PASSAGE GIVEN:
_ _ _
More than three years after Florida passed a criminal-justice data transparency law that earned national headlines and rave reviews for the state’s politicians, the state agency tasked with actually publishing the data has continued to miss deadlines with no explanation.

Now, the ACLU of Florida has filed suit against the Florida Department of Law Enforcement in the hopes that a judge will force the agency, along with all the other agencies involved, to finally comply with the 2018 law.

“When it comes to the CJDT [criminal-justice data transparency] Law, legal mandates, aspirations, and expectations have become divorced from reality,” the lawsuit said.

First, FDLE was supposed to publish its criminal-justice data in January 2019. Then in March 2019. Then after missing both of those deadlines, the state set a deadline of Jan. 1, 2020.

As of August 2021, nearly three years after the first deadline, the state still doesn’t have a timeline for when it expects to publish the data.

Failure to comply with the law brought a promised punishment: Any law-enforcement agency that didn’t provide the data would become “ineligible to receive funding from the General Appropriations Act, any state grant program administered by the Department of Law Enforcement, or any other state agency for 5 years after the date of noncompliance.”
_ _ _
Object pointing dataset entries
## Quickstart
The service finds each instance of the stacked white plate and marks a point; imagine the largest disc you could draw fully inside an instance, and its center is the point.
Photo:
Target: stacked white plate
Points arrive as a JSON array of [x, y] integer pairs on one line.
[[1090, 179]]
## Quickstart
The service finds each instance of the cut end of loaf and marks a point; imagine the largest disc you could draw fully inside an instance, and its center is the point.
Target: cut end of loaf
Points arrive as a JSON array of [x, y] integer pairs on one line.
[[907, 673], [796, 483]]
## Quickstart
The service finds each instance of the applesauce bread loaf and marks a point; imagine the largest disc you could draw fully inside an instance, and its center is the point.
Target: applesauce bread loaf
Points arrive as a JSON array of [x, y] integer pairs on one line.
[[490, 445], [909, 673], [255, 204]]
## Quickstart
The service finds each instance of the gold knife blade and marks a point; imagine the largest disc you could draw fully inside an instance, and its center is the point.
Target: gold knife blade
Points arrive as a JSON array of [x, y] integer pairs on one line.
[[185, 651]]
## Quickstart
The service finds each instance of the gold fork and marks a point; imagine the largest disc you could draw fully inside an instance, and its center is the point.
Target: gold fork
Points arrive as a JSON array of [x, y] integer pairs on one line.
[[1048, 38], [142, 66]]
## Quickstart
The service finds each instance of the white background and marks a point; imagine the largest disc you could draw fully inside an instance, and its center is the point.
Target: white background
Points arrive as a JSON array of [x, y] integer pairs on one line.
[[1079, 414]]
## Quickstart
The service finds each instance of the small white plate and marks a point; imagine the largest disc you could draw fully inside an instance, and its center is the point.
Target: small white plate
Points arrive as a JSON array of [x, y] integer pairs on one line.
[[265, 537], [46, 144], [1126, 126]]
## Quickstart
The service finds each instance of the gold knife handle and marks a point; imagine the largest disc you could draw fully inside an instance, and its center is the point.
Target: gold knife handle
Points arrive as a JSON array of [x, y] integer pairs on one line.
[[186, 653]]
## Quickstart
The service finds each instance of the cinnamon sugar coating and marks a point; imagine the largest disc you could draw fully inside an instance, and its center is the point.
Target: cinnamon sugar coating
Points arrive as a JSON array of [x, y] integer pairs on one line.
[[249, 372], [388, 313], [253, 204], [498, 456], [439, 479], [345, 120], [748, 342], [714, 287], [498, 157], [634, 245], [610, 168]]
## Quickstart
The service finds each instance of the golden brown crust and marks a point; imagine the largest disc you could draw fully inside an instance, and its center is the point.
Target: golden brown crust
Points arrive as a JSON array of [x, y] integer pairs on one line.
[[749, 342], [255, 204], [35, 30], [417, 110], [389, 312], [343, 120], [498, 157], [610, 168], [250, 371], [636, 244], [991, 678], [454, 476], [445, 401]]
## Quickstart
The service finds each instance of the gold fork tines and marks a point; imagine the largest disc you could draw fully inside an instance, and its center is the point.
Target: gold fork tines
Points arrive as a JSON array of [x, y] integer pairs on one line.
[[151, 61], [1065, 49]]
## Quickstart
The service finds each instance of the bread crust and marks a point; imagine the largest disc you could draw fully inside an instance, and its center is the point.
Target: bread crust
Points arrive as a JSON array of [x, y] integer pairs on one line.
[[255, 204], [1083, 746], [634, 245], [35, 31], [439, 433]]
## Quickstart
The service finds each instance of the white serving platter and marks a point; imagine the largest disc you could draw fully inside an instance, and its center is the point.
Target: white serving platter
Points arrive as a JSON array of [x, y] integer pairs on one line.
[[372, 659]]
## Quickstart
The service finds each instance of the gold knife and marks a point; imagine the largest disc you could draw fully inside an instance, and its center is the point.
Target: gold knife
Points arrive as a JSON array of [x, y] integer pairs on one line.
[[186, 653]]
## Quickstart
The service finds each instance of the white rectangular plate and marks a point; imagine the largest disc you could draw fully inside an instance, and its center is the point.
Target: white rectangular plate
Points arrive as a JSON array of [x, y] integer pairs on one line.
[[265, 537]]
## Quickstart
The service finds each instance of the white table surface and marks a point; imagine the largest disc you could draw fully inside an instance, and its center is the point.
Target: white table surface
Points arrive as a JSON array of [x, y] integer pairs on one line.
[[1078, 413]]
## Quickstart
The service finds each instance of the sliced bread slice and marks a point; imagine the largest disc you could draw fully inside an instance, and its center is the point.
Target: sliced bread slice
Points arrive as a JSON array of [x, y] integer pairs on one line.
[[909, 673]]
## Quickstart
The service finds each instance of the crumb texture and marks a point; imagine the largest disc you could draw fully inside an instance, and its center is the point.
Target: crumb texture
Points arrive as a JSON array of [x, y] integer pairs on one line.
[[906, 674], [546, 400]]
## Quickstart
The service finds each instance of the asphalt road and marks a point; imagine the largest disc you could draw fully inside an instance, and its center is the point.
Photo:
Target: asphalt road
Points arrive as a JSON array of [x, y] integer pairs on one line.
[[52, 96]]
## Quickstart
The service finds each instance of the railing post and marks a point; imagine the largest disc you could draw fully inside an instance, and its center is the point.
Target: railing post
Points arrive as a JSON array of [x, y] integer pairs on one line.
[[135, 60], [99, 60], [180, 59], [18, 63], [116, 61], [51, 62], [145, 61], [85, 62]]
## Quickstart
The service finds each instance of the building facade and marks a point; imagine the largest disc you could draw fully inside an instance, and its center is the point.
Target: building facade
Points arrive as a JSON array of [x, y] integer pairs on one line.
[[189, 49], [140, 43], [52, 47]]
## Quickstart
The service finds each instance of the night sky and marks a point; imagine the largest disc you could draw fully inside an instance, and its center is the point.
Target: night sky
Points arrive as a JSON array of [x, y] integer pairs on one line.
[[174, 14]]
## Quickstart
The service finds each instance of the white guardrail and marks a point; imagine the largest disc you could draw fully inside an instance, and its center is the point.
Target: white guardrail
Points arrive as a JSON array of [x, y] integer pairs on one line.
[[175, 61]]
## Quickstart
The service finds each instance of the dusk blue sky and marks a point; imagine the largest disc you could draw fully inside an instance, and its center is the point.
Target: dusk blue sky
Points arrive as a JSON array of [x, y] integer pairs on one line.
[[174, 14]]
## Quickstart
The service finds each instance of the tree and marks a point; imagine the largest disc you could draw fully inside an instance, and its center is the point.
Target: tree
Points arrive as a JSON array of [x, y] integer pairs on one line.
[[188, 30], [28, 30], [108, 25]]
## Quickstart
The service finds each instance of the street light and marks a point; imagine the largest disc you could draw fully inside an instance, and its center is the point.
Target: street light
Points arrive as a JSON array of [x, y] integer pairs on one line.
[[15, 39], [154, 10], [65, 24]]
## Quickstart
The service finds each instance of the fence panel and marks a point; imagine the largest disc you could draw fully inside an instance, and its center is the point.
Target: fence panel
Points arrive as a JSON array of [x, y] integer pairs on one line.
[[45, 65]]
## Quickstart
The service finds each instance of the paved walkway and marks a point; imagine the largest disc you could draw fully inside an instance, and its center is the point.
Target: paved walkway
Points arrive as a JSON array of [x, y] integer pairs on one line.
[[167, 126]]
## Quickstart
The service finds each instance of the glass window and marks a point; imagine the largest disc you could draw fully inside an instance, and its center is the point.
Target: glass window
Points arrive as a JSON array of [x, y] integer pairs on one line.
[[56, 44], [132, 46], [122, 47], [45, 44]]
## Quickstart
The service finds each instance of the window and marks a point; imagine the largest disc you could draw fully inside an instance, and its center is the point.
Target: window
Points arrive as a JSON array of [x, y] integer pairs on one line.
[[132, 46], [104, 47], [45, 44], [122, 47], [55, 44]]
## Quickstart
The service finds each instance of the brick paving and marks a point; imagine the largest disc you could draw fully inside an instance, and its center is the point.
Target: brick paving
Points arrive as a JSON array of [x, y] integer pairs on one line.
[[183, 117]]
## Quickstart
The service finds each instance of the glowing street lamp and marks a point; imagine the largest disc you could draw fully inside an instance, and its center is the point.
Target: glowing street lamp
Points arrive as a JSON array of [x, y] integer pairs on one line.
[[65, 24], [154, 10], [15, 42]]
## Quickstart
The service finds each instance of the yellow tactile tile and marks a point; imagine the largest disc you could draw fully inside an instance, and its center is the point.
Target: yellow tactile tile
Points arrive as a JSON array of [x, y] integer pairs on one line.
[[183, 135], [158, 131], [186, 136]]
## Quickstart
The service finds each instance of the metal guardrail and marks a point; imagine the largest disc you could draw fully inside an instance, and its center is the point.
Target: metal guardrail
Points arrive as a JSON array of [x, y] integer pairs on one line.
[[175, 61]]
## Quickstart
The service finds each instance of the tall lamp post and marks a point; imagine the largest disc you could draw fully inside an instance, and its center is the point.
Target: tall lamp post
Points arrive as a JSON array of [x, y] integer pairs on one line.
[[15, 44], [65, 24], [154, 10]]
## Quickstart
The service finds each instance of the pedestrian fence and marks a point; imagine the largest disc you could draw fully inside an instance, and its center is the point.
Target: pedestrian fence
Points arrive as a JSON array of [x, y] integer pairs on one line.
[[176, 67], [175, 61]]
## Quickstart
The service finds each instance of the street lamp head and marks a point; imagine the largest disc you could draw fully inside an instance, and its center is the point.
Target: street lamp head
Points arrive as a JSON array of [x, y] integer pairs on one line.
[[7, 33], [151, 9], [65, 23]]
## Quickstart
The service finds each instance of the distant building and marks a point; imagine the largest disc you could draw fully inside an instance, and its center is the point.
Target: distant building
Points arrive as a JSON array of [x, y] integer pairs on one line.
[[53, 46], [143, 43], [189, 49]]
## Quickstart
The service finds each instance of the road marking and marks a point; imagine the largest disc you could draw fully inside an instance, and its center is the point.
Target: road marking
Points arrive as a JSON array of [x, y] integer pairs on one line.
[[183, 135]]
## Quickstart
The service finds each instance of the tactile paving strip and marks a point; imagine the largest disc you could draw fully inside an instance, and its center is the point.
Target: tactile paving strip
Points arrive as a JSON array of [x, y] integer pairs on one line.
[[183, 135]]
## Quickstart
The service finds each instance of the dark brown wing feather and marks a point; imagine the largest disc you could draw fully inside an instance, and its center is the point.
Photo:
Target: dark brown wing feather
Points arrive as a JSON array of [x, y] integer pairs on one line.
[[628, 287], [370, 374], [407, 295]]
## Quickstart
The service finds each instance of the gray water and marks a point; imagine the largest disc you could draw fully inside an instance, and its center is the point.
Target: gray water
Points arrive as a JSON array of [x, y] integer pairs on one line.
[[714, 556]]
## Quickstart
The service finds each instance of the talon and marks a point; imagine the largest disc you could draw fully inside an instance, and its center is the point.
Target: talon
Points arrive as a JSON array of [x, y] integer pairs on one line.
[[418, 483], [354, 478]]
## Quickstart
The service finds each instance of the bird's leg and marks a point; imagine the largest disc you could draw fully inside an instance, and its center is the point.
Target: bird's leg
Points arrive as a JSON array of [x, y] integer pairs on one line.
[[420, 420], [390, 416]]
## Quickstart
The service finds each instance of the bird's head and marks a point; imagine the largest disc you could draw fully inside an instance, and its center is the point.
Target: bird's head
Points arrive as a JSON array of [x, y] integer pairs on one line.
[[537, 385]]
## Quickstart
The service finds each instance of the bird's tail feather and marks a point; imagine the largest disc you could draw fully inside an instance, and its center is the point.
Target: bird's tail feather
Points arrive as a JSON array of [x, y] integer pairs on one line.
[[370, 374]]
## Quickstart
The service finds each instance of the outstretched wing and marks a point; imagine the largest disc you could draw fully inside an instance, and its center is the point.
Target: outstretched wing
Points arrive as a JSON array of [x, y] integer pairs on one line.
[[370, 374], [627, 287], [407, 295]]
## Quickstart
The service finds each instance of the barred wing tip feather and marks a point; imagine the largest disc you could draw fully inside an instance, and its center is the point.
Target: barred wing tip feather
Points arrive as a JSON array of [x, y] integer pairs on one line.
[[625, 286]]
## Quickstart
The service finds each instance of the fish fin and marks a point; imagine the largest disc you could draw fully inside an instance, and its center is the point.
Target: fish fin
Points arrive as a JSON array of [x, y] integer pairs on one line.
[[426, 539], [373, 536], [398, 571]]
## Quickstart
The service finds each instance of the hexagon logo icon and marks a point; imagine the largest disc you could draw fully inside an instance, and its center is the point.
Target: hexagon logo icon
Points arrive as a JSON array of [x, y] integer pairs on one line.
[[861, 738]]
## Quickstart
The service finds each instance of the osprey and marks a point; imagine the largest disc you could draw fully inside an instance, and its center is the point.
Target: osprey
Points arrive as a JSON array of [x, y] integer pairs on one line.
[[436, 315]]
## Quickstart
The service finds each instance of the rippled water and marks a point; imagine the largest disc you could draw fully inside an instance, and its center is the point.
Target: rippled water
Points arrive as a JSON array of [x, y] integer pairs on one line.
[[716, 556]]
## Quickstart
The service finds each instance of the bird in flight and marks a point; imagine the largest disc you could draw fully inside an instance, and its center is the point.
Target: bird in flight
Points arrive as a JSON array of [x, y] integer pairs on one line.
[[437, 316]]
_ _ _
TASK 1: According to the article on Florida's criminal-justice data law, which organization filed suit against the Florida Department of Law Enforcement?
TASK 2: Pick up the article on Florida's criminal-justice data law after its final sentence and continue it.

FINAL ANSWER 1: The ACLU of Florida.

FINAL ANSWER 2:
If the law were taken literally, the state would have to defund all law enforcement. In reality, that punishment, like so much else in the law, was a fiction. In Florida, a law likely can’t actually be used to bind future legislatures from appropriating funds, and the state isn’t going to punish a state agency for failing to comply by completely dismantling the agency.

From the beginning, FDLE never intended to meet its required deadlines, budget documents show. By Oct. 2018, the agency told the Florida Legislature, which had just mandated FDLE produce all the data by 2019, that it planned to fully publish the data by June 2023, four years behind schedule.

The 2018 FDLE legislative budget request shows the agency never expected to meet its 2019 deadline.
The 2018 FDLE legislative budget request shows the agency never expected to meet its 2019 deadline.

The lack of data, particularly last year, has hampered efforts to hold government accountable and fix broken systems, said state Sen. Jeff Brandes, a St. Petersburg Republican.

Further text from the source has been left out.